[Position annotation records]
---+---
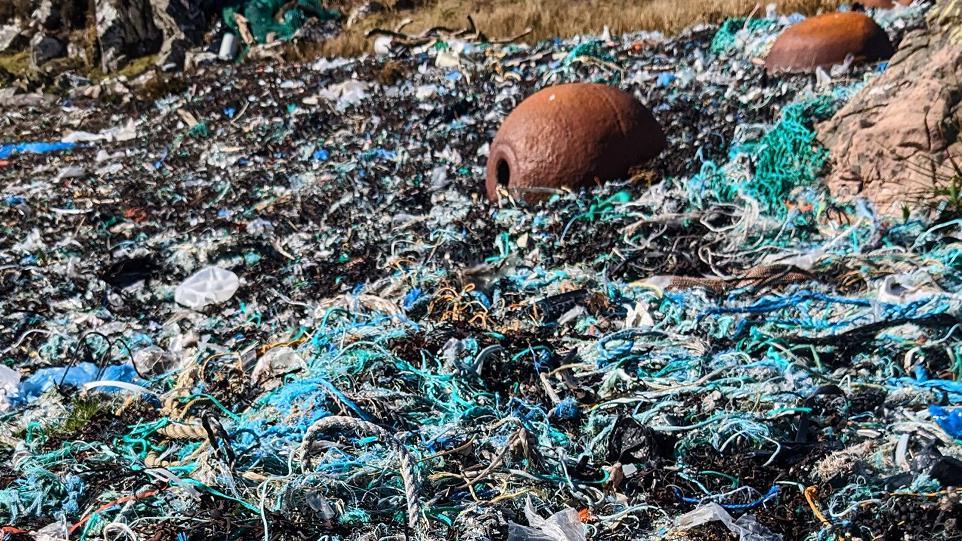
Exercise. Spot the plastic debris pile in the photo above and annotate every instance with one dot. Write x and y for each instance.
(278, 305)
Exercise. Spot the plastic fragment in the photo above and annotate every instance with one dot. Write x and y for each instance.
(211, 285)
(747, 528)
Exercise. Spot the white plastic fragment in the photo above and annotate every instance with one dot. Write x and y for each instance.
(228, 47)
(274, 363)
(127, 132)
(565, 525)
(9, 385)
(747, 528)
(211, 285)
(345, 94)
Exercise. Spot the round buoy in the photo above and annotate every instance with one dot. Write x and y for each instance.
(825, 40)
(569, 136)
(883, 4)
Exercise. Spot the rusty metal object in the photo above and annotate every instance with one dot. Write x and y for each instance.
(568, 136)
(826, 40)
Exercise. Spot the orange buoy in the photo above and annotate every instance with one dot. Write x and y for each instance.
(825, 40)
(568, 136)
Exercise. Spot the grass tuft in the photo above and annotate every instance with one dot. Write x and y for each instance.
(555, 18)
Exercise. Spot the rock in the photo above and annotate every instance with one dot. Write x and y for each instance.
(47, 15)
(12, 38)
(125, 30)
(45, 48)
(182, 23)
(892, 142)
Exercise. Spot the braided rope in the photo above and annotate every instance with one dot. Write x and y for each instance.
(405, 460)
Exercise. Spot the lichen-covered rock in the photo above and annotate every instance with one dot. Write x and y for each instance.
(45, 48)
(125, 30)
(892, 143)
(182, 23)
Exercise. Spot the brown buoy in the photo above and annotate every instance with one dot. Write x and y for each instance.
(825, 40)
(568, 136)
(883, 4)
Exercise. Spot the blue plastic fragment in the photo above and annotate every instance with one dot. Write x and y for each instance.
(948, 419)
(666, 78)
(34, 148)
(81, 373)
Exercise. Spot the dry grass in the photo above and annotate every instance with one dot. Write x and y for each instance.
(558, 18)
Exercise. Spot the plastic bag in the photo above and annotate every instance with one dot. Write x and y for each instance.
(211, 285)
(565, 525)
(747, 528)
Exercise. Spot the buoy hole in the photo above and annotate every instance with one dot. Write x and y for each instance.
(503, 172)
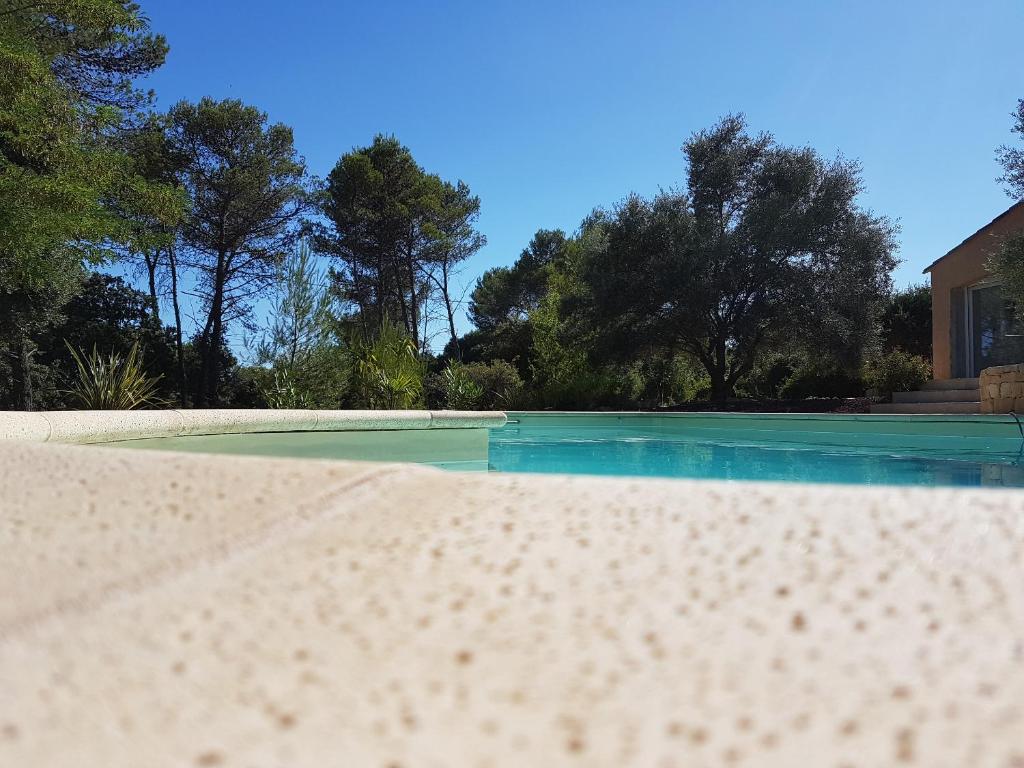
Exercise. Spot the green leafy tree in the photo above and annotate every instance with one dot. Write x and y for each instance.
(301, 347)
(248, 190)
(1008, 262)
(67, 71)
(766, 249)
(387, 372)
(453, 230)
(396, 235)
(906, 321)
(377, 202)
(1012, 158)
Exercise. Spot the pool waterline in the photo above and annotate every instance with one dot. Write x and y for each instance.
(951, 451)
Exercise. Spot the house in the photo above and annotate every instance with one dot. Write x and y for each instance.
(972, 325)
(973, 329)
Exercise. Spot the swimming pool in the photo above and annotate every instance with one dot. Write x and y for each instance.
(966, 451)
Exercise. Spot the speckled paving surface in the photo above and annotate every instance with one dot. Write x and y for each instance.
(161, 609)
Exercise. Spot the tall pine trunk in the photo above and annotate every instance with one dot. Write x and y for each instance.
(172, 265)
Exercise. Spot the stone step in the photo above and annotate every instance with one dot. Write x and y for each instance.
(950, 384)
(926, 408)
(937, 395)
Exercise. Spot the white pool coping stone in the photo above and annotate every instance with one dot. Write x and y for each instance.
(171, 609)
(110, 426)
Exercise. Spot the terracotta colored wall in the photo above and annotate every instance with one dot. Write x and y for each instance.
(964, 266)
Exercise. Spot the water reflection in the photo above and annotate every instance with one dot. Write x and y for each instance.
(611, 452)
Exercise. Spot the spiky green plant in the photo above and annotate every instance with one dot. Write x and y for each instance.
(285, 392)
(461, 392)
(113, 382)
(387, 371)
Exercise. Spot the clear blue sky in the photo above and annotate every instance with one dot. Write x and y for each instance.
(550, 109)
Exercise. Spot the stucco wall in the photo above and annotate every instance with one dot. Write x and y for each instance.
(964, 265)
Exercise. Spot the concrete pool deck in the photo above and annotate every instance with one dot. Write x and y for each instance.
(174, 609)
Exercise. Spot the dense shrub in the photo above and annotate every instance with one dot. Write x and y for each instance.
(897, 372)
(500, 384)
(387, 373)
(809, 380)
(459, 389)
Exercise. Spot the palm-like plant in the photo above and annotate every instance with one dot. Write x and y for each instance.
(113, 382)
(461, 392)
(388, 372)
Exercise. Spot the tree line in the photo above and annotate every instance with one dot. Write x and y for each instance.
(761, 275)
(208, 199)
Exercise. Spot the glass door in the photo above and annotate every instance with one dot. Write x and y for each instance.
(995, 336)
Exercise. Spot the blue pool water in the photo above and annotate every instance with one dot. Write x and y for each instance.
(915, 451)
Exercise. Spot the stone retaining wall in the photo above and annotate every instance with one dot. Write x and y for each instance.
(109, 426)
(1001, 389)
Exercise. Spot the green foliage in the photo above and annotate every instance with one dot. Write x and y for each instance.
(461, 392)
(386, 371)
(767, 248)
(114, 382)
(396, 233)
(284, 392)
(897, 372)
(248, 190)
(817, 379)
(309, 368)
(1012, 158)
(66, 89)
(658, 381)
(906, 321)
(500, 384)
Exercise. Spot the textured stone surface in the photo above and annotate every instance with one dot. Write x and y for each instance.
(220, 421)
(109, 426)
(101, 426)
(1001, 389)
(24, 426)
(164, 609)
(352, 420)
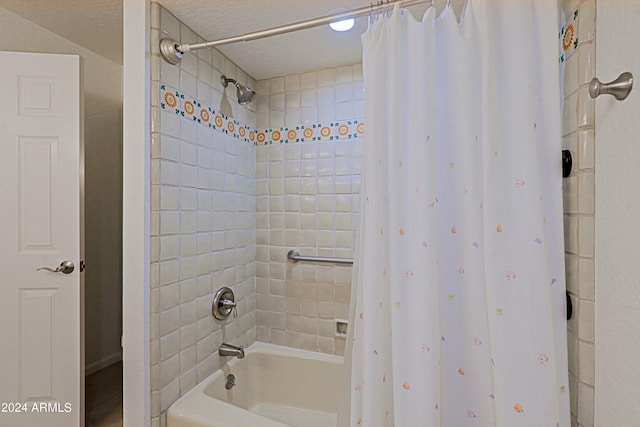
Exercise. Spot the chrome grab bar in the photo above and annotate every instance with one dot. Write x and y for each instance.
(294, 256)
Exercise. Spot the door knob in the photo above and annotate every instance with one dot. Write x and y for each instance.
(620, 88)
(65, 267)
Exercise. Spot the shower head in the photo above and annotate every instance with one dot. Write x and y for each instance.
(244, 93)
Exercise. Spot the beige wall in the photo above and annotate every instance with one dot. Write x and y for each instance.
(103, 190)
(579, 207)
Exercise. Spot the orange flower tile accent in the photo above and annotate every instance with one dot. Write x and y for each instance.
(193, 110)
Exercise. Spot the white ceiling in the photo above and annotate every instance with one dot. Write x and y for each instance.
(296, 52)
(93, 24)
(97, 25)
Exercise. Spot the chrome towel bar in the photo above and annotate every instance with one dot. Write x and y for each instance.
(294, 256)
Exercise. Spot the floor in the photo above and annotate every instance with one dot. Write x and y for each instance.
(103, 397)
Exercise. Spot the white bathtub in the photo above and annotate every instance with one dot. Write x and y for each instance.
(275, 387)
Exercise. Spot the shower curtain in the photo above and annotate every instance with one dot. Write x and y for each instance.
(458, 309)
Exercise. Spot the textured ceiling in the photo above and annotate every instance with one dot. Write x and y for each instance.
(93, 24)
(97, 25)
(297, 52)
(301, 51)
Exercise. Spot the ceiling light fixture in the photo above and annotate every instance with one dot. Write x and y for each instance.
(344, 25)
(341, 25)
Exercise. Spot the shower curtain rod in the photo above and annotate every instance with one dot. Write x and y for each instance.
(172, 51)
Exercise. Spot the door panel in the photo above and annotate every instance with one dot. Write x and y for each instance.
(40, 310)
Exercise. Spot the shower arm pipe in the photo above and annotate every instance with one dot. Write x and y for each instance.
(302, 25)
(294, 256)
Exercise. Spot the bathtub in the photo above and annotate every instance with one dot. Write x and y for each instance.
(275, 387)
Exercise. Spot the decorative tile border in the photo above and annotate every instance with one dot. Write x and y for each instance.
(193, 110)
(315, 132)
(568, 36)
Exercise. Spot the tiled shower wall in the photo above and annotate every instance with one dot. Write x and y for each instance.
(307, 200)
(202, 218)
(578, 58)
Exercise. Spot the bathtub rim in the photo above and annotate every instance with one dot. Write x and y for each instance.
(185, 408)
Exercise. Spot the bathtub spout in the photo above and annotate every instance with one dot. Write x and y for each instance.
(231, 350)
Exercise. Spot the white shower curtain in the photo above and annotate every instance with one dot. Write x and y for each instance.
(458, 306)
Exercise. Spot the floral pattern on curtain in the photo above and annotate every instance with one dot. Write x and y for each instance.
(458, 309)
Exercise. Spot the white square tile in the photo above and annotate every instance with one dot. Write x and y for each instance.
(292, 168)
(344, 92)
(344, 111)
(276, 119)
(292, 101)
(276, 85)
(188, 84)
(326, 203)
(326, 77)
(326, 113)
(326, 185)
(325, 167)
(308, 186)
(276, 102)
(292, 186)
(308, 98)
(326, 95)
(292, 118)
(308, 80)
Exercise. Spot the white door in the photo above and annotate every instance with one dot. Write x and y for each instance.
(617, 169)
(40, 217)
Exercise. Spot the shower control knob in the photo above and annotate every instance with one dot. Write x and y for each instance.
(620, 88)
(224, 302)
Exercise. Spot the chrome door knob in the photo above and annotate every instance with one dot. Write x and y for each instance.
(65, 267)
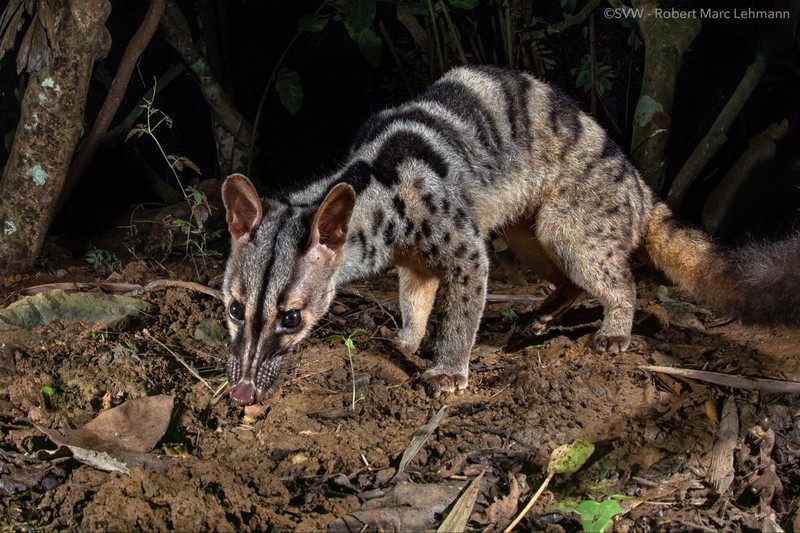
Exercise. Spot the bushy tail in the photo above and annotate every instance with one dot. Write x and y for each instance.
(759, 283)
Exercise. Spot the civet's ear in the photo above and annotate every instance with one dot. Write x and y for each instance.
(242, 206)
(329, 227)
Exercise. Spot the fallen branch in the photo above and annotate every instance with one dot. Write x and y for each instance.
(136, 46)
(164, 283)
(716, 136)
(728, 380)
(525, 299)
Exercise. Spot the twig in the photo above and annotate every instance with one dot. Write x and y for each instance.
(79, 286)
(189, 285)
(727, 380)
(721, 472)
(456, 38)
(530, 503)
(136, 46)
(192, 370)
(499, 432)
(121, 130)
(716, 135)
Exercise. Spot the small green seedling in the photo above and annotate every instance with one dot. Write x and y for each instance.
(50, 395)
(350, 345)
(566, 459)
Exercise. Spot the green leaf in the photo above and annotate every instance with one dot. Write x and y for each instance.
(464, 4)
(598, 516)
(370, 45)
(357, 16)
(289, 90)
(568, 458)
(312, 23)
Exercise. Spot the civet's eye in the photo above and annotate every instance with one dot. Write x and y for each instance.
(291, 319)
(236, 311)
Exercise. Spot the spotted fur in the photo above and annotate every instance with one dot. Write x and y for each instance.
(483, 149)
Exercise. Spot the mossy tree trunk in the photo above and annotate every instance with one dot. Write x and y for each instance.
(50, 125)
(665, 40)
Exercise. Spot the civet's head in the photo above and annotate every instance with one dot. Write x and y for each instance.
(279, 279)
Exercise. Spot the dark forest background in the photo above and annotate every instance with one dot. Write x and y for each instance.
(344, 77)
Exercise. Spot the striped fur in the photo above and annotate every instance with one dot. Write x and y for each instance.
(483, 149)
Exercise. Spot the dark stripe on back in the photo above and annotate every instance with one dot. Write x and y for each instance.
(457, 99)
(565, 120)
(258, 315)
(383, 122)
(358, 175)
(401, 146)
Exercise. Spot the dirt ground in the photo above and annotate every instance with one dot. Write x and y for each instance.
(311, 462)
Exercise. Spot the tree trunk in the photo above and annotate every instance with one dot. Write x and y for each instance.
(50, 125)
(665, 40)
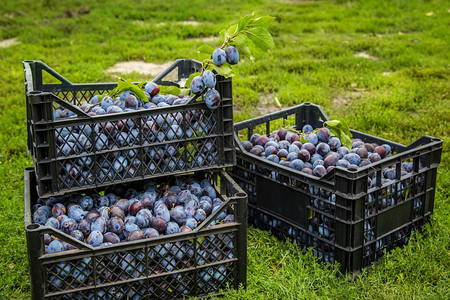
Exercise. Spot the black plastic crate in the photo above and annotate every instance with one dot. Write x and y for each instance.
(143, 269)
(205, 140)
(339, 215)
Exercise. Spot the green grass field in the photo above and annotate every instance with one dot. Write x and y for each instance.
(382, 66)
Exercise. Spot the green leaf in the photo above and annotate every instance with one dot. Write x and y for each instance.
(127, 85)
(185, 91)
(224, 70)
(262, 22)
(239, 40)
(169, 89)
(205, 49)
(340, 126)
(302, 139)
(231, 31)
(244, 21)
(346, 141)
(331, 123)
(222, 34)
(244, 51)
(188, 82)
(203, 56)
(139, 93)
(260, 37)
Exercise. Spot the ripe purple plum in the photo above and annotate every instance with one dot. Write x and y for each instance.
(304, 155)
(212, 99)
(209, 79)
(115, 225)
(324, 134)
(232, 55)
(111, 237)
(197, 85)
(95, 238)
(151, 88)
(219, 57)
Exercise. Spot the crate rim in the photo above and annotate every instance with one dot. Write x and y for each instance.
(200, 231)
(433, 142)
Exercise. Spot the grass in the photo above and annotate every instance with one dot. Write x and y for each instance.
(400, 92)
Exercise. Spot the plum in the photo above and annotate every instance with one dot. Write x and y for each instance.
(232, 55)
(319, 171)
(111, 237)
(172, 228)
(307, 128)
(54, 246)
(135, 235)
(159, 224)
(150, 233)
(296, 164)
(95, 238)
(115, 225)
(135, 207)
(323, 134)
(219, 57)
(212, 99)
(304, 155)
(98, 224)
(151, 88)
(209, 79)
(197, 85)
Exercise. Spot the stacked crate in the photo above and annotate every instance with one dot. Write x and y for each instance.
(134, 269)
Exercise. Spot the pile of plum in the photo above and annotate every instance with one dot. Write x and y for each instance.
(109, 219)
(120, 139)
(156, 211)
(319, 155)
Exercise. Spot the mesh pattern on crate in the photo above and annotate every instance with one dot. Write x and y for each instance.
(323, 247)
(124, 149)
(80, 97)
(320, 232)
(170, 267)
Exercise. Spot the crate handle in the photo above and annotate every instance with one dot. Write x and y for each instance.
(33, 75)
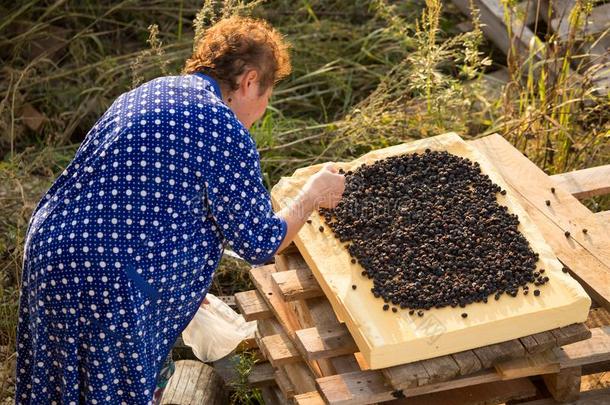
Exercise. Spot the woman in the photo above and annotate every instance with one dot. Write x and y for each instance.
(121, 250)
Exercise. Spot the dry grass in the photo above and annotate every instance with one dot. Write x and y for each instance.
(367, 74)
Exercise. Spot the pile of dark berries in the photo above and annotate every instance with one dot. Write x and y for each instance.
(429, 232)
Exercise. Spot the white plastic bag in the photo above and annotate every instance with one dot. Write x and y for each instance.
(216, 330)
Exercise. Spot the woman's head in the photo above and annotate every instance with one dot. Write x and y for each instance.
(247, 57)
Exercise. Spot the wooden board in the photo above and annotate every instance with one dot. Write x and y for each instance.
(585, 183)
(587, 255)
(385, 338)
(297, 284)
(194, 382)
(252, 305)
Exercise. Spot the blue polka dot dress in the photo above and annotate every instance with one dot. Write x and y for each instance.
(121, 250)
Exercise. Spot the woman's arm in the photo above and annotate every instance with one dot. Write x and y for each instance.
(324, 189)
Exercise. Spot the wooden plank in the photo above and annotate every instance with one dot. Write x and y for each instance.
(406, 376)
(587, 352)
(603, 217)
(272, 395)
(593, 350)
(587, 255)
(540, 363)
(298, 373)
(597, 22)
(291, 259)
(322, 343)
(565, 385)
(467, 361)
(530, 344)
(317, 312)
(261, 375)
(297, 284)
(546, 340)
(494, 27)
(440, 368)
(592, 397)
(491, 354)
(585, 183)
(490, 393)
(408, 338)
(571, 333)
(598, 317)
(367, 387)
(194, 382)
(309, 398)
(279, 349)
(252, 305)
(261, 277)
(358, 387)
(284, 383)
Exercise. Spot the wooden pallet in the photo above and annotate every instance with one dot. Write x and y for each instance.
(312, 357)
(529, 17)
(307, 346)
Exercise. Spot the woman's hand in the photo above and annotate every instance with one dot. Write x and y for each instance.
(325, 188)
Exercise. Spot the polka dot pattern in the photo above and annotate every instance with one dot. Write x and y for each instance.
(122, 248)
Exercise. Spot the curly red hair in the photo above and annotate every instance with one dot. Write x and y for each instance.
(235, 44)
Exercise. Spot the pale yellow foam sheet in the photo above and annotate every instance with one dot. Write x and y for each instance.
(386, 338)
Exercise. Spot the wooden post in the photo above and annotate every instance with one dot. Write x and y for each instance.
(565, 385)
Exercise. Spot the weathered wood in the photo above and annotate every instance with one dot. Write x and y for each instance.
(298, 373)
(491, 354)
(539, 363)
(597, 22)
(598, 317)
(603, 217)
(592, 397)
(494, 27)
(322, 343)
(297, 284)
(309, 398)
(284, 383)
(330, 263)
(290, 259)
(546, 340)
(368, 386)
(482, 394)
(358, 387)
(565, 385)
(530, 344)
(194, 382)
(593, 350)
(272, 395)
(467, 361)
(585, 183)
(252, 305)
(441, 368)
(571, 333)
(279, 349)
(407, 376)
(261, 277)
(587, 255)
(261, 375)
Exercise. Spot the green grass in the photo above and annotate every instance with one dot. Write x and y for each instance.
(366, 75)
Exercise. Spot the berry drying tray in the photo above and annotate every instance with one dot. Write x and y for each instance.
(387, 338)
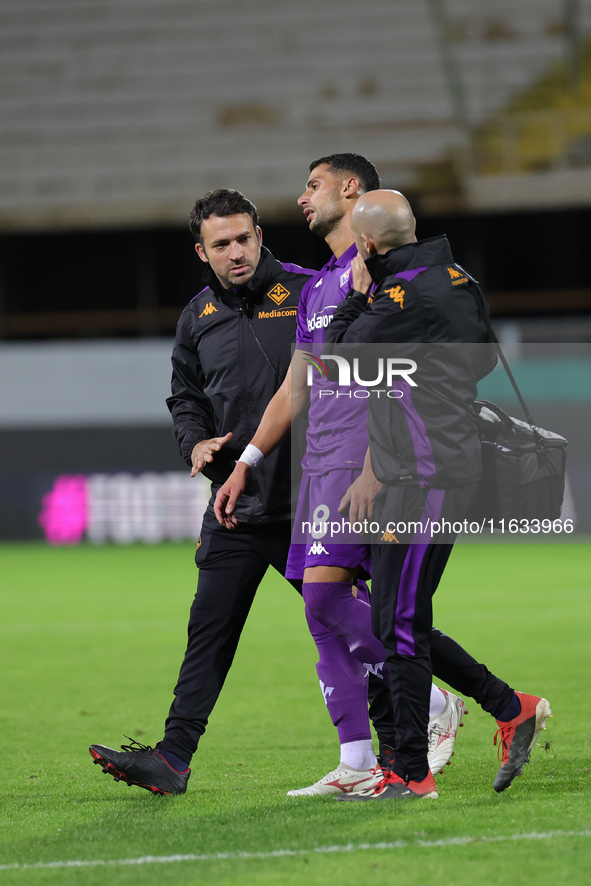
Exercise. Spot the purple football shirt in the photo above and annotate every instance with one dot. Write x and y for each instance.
---+---
→ Exercise
Nothing but the lines from the line containing "Exercise. Spot the woman's hand" through the last line of the material may be output, and they must be copied exactly, without pictures.

→ Worked answer
Exercise. Spot the woman's hand in the photo above and annotate every instance with one dot. Write x and y for each instance.
(325, 188)
Exercise. Spot the polka dot pattern in the photo above and annotate every instance with one dot. Write x and y for each instance.
(122, 248)
Exercise. Spot the curly red hair in the photo above and annotate every instance with one dot. Write x and y for each instance.
(235, 44)
Exercise. Spot the pale yellow foam sheet in the photo above and annotate every instance with one dot. Write x and y for each instance.
(386, 338)
Exercise. Spot the wooden post in the photo above and annotate every instance with one dot. Write x and y for each instance.
(565, 385)
Exercise. Spot the weathered wood in the photo above and annotate every instance with one dot. Write x and y for each instance.
(298, 373)
(491, 354)
(539, 363)
(597, 22)
(598, 317)
(603, 217)
(592, 397)
(494, 27)
(322, 343)
(297, 284)
(309, 398)
(284, 383)
(330, 263)
(290, 259)
(546, 340)
(368, 386)
(482, 394)
(358, 387)
(565, 385)
(530, 344)
(194, 382)
(593, 350)
(272, 395)
(467, 361)
(585, 183)
(252, 305)
(441, 368)
(571, 333)
(279, 349)
(407, 376)
(261, 277)
(587, 255)
(261, 375)
Exercise. Spot the green grass in the photo above and annotate every instance with one dot. Write x and y for each instance.
(366, 75)
Exercise. Spot the berry drying tray in the photo above and annotate every instance with one dot. Write x and y for each instance.
(387, 338)
Exercise. Spot the purple football shirt in the photo above and annotate every instance with one dot. Write x and y for each instance.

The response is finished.